*** Opening Extract ***
Chicago Public Schools staff to get 12 weeks paid parental leave

a man cradles a baby in his arms
Chicago Public Schools staff are going to get 12 weeks paid parental leave starting in the 2023-24 school year, Mayor Brandon Johnson, district CEO Pedro Martinez, and teachers union president Stacy Davis Gates announced Thursday. (Vera Vita / Getty Images)

Chicago Public Schools employees will soon have 12 weeks of fully paid parental leave — putting the district in line with city policy and well ahead of most other school systems across the country.

Parental leave became a campaign issue in January during the mayoral election, when the Chicago Teachers Union accused former Mayor Lori Lightfoot of reneging on plans to extend the city policy to teachers. A CPS spokesperson at the time said the union and district were “actively working” to update the policy. 

Mayor Brandon Johnson, a former CTU organizer and teacher, announced the new leave policy on Thursday standing alongside CPS CEO Pedro Martinez and CTU President Stacy Davis Gates.
*** Closing Extract ***
*** Opening Available data ***
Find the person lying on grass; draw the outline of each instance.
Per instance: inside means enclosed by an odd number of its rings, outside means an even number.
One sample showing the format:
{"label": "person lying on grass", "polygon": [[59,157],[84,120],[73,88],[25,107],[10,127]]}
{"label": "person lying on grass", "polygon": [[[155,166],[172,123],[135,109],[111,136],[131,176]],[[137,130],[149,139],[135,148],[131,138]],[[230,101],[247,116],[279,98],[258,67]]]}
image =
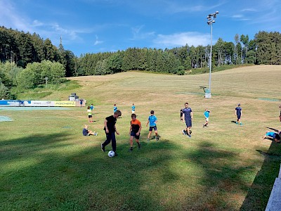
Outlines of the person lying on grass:
{"label": "person lying on grass", "polygon": [[98,133],[95,133],[95,132],[92,132],[91,130],[88,129],[89,125],[85,124],[85,127],[83,128],[83,136],[97,136]]}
*** Closing Available data ***
Your assignment:
Answer from the article on Chicago Public Schools parental leave:
(a) How many weeks of fully paid parental leave will employees get?
(b) In which month did parental leave become a campaign issue in the mayoral election?
(c) Who is the CEO of Chicago Public Schools?
These records have nothing to do with the article on Chicago Public Schools.

Answer space:
(a) 12 weeks
(b) January
(c) Pedro Martinez